Extracted information ▸
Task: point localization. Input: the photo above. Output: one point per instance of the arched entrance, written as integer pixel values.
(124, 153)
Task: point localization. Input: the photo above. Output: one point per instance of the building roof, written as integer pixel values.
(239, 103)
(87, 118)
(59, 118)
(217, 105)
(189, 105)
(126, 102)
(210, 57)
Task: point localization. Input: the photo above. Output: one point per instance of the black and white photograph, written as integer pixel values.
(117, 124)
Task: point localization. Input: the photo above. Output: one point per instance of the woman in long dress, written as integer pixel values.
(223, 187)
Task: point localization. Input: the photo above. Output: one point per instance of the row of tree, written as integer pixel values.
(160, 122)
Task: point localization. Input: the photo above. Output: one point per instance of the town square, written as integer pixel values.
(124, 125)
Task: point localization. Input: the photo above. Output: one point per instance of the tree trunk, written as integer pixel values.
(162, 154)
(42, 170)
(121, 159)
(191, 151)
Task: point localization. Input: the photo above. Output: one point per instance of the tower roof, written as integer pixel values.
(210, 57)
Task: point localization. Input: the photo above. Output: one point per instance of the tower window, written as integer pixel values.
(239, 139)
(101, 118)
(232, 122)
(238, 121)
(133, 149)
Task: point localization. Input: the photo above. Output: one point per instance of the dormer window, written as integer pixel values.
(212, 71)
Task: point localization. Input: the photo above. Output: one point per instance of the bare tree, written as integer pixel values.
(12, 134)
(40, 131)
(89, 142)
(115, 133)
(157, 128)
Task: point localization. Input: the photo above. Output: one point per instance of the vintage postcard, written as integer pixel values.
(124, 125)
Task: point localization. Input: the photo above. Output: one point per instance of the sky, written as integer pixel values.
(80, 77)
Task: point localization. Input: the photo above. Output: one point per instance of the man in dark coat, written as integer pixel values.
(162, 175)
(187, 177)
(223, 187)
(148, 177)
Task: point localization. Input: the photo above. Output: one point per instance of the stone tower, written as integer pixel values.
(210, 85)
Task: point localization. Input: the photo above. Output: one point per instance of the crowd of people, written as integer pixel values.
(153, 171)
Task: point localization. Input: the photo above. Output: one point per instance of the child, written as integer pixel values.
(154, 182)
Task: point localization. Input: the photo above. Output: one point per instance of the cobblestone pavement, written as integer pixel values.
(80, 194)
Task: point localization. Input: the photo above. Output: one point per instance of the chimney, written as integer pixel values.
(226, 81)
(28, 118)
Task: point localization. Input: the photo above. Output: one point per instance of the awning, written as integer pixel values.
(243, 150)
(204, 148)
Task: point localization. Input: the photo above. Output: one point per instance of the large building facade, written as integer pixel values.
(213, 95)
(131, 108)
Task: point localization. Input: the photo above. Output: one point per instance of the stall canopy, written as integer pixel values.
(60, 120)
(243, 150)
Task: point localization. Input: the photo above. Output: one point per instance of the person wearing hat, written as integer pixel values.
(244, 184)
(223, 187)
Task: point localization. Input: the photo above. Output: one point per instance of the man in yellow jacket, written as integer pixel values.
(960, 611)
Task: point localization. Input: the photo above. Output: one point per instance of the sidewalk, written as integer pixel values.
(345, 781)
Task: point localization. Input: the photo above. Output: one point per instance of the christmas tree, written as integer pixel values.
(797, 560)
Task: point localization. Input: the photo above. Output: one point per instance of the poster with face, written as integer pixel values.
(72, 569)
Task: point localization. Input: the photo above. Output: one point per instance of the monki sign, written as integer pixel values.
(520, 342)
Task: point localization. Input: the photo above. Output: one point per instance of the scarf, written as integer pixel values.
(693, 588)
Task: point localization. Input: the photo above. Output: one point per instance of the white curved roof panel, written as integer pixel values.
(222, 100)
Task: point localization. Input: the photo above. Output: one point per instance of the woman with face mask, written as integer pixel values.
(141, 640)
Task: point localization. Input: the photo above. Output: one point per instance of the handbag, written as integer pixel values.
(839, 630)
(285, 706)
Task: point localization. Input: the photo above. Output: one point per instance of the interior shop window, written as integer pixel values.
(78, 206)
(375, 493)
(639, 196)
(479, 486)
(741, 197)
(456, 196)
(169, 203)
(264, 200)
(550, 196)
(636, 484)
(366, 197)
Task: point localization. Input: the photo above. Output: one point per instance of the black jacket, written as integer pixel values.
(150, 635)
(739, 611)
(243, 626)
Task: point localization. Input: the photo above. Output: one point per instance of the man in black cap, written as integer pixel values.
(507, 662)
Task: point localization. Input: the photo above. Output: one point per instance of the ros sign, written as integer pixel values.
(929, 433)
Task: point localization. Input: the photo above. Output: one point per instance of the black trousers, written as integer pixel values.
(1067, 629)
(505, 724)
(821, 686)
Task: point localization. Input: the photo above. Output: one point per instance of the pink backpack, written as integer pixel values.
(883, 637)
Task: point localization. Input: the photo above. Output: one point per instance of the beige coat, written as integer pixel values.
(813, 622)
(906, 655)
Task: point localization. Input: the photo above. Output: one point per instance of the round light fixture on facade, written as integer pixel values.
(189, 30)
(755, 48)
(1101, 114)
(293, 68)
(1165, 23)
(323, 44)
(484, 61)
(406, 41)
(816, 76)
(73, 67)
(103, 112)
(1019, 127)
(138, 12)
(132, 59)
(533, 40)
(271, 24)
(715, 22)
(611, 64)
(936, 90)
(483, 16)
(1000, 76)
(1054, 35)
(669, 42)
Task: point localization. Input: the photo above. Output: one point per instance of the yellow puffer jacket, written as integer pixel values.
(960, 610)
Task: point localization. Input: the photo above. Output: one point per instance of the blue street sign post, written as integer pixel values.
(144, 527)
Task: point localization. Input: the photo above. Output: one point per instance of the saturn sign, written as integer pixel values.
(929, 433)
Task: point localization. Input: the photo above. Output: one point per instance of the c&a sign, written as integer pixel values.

Problem description ▸ Rewrite all the items above, swapping each "point localization" for "point detection" and leaving everything else unchanged.

Written answer ▸
Task: point detection. Input: the photo above. Output: one point per instance of the arched entrance, written as integer pixel values.
(124, 153)
Task: point detection. Input: the photo above. Output: one point per instance of the building roof, written as integer pixel values.
(239, 103)
(87, 118)
(59, 118)
(217, 105)
(189, 105)
(126, 102)
(210, 57)
Task: point detection. Input: the photo above. Output: one point per instance of the black and white photograph, written as integer pixel values.
(117, 124)
Task: point detection. Input: the photo above. Output: one point per instance of the woman in long dress, written as integer pixel values.
(223, 187)
Task: point detection. Input: the photo above. Output: one point per instance of the row of tree, written as integer pixel values.
(160, 122)
Task: point detection. Input: the photo above. Output: one point per instance of the town square, written as integer pixel values.
(124, 125)
Task: point detection. Input: the photo above. Output: one point per instance of the tree trunk, written as integer pixel values.
(162, 154)
(42, 170)
(121, 159)
(191, 151)
Task: point detection. Input: the photo above. Output: one point per instance of the tower roof, written as integer pixel values.
(210, 57)
Task: point detection. Input: the photo above. Output: one point per instance of the tower window, written as integer pixel values.
(239, 139)
(101, 118)
(232, 122)
(238, 121)
(133, 149)
Task: point detection. Input: the photo above. Output: one point per instance of the dormer window, written as integer pixel values.
(212, 71)
Task: point detection. Input: the photo above. Output: one point per instance of the bare tree, written as integer pixel values.
(12, 134)
(40, 131)
(89, 142)
(115, 133)
(157, 128)
Task: point detection. Input: the photo above. Output: one point per instance of the vintage postcard, written as integer pixel values.
(124, 125)
Task: point detection. Input: the photo above. Output: one point per instance of the sky, written as integer pixel values.
(80, 77)
Task: point detection. Input: the photo above. Output: one point per instance of the man in dark coat, written as integer pixel values.
(162, 175)
(187, 177)
(223, 187)
(148, 177)
Task: point detection. Input: the photo above. Output: one point per instance of the stone tower, written as integer pixel values.
(210, 85)
Task: point detection. Input: the photo above. Output: one point per instance of the crowd of people, written as integer pixel values.
(153, 171)
Task: point detection. Input: the photo above. Output: one point per instance of the child, written as integer pixel values.
(154, 182)
Task: point detection. Input: the photo above. Output: one point per instance of the cobblestone pavement, written as integer pixel values.
(80, 194)
Task: point detection. Input: the photo above. Output: one point per instance of the chimney, written as integer pixel values.
(226, 81)
(28, 118)
Task: point detection. Input: the photo above. Output: one point per instance of the awning, written as integer pixel values.
(243, 150)
(204, 148)
Task: point detection. Input: the photo above. Output: one point per instance of the large building facade, written as integer pixel values.
(213, 95)
(131, 108)
Task: point detection. Input: the photo above. Output: one point per instance of the stall canopy, written as integer pixel values.
(60, 120)
(243, 150)
Task: point detection. Input: the photo above. Output: one point per instance of the person wearing hat, written as integer pixel values.
(244, 184)
(223, 187)
Task: point detection. Input: the photo above. Output: one point per instance of the man in yellow jacket, written as integer pixel values.
(960, 611)
Task: point detection. Input: the photo above. Output: one point per instance of the sidewalk, written as integer pixel values.
(345, 781)
Task: point detection. Input: the photo above. Output: one point per instance of the christmas tree, written as integer pixel values.
(797, 560)
Task: point detection. Input: the photo above. Output: one point per instance of the poster with face, written as integer pixel values.
(72, 569)
Task: point detection. Input: the photo above. Output: one point per instance of the monki sign, written as integer pixel values.
(520, 342)
Task: point detection. Input: the photo above. Output: one point per instance of the scarf, written as integer pixel values.
(693, 588)
Task: point detection. Input: the photo above. Output: one point per instance of the white curved roof panel, written as integer pixel values.
(222, 100)
Task: point detection. Input: the photo above. Output: one point per instance of the woman with face mask, written as integer pixel values.
(141, 640)
Task: point detection. Input: the photo above. Output: one point per instance of the handbag, written as integer pixel values.
(839, 630)
(285, 706)
Task: point detection. Input: the photo above. Output: one point per instance of the interior shop window, written as integer pixel values.
(78, 206)
(375, 493)
(639, 196)
(479, 486)
(741, 197)
(456, 196)
(169, 203)
(264, 200)
(550, 196)
(636, 484)
(366, 197)
Task: point detection. Input: the photo above. Output: one point per instance of the black jacket, written as integer pixel values.
(150, 635)
(739, 611)
(243, 626)
Task: point detection. Input: the photo above. Output: one point per instance of the man in black cap, written as integer pixel values.
(507, 662)
Task: point detection. Input: the photo above. Output: one point per instance of the ros sign, written as integer pixel values.
(929, 433)
Task: point detection. Input: the photo above. Output: one point per instance of the black trousers, written as integer pixel values.
(1067, 629)
(505, 724)
(821, 686)
Task: point detection. Input: the photo above. Output: one point per instance of the pink backpack, written as integer pixel values.
(883, 637)
Task: point detection. Input: the photo above. Output: one point per instance of the beige coat, written as integer pixel values.
(813, 622)
(906, 655)
Task: point detection. Input: the photo above. Output: one point per instance of the round light fixture on facade, written as integer pixel values.
(189, 30)
(755, 48)
(1101, 114)
(293, 68)
(1165, 23)
(323, 44)
(484, 61)
(406, 41)
(816, 76)
(73, 67)
(103, 112)
(1019, 127)
(138, 12)
(132, 59)
(533, 40)
(271, 24)
(715, 22)
(611, 64)
(936, 90)
(483, 16)
(1000, 76)
(1054, 35)
(669, 42)
Task: point detection. Input: the photo above. Output: one point per instance of the yellow puffer jacket, written as integer pixel values.
(960, 610)
Task: point detection. Input: the photo above. Output: one point per instance of the blue street sign post, written as integer pixel values.
(144, 527)
Task: point detection. Input: the photo above. Output: one point per instance of the saturn sign, written as integer pixel values.
(929, 433)
Task: point detection. Input: the photo above. Output: one point per instance of the c&a sign, written as integer pixel values.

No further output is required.